Requirement: Keep to one stretch of the data below, the lines from the one with "Outline every instance of the white cloud." up to and including the one with "Outline every instance of the tree canopy.", and return that stretch exactly.

Collected data entries:
- Opening Delimiter -

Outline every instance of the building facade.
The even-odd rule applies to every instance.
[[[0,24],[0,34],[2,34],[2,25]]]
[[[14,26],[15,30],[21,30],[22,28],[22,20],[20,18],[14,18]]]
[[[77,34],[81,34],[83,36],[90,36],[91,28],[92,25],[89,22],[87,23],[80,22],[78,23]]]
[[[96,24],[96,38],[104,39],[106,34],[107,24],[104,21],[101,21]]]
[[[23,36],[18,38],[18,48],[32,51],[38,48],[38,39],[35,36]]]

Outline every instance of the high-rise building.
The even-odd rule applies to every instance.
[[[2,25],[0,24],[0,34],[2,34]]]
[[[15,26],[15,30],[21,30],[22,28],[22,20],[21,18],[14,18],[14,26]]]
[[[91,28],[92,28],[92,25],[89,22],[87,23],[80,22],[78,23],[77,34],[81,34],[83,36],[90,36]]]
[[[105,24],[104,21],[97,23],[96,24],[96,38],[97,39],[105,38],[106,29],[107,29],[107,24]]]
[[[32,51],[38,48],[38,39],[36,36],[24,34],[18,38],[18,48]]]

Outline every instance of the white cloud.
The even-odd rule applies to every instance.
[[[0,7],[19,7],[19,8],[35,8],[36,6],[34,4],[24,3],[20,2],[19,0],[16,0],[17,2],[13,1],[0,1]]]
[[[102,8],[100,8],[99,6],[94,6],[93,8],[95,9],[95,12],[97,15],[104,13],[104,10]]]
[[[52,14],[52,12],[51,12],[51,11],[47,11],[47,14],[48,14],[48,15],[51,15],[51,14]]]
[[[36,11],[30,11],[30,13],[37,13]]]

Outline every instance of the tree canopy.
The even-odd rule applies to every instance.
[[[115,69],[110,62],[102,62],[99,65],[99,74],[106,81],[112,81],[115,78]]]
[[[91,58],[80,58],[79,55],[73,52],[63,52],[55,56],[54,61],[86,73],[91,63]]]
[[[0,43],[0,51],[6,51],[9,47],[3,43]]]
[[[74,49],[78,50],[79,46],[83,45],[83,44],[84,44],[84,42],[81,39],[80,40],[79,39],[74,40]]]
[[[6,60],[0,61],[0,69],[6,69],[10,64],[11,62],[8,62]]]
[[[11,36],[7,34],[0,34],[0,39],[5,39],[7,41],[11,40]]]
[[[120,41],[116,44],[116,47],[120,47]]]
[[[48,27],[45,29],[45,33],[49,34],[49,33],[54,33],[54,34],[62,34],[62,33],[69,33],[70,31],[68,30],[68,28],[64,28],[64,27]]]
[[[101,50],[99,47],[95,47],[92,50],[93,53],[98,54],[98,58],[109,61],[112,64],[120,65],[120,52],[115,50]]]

- Closing Delimiter -

Reply:
Outline every instance of the white cloud.
The even-odd rule applies to every instance.
[[[0,7],[19,7],[19,8],[35,8],[36,6],[34,4],[24,3],[20,2],[19,0],[16,0],[17,2],[13,1],[0,1]]]
[[[102,8],[100,8],[99,6],[94,6],[93,8],[95,9],[95,12],[97,15],[104,13],[104,10]]]
[[[52,14],[52,12],[51,12],[51,11],[47,11],[47,14],[48,14],[48,15],[51,15],[51,14]]]
[[[36,11],[30,11],[30,13],[37,13]]]

Outline every instance of the tree canopy.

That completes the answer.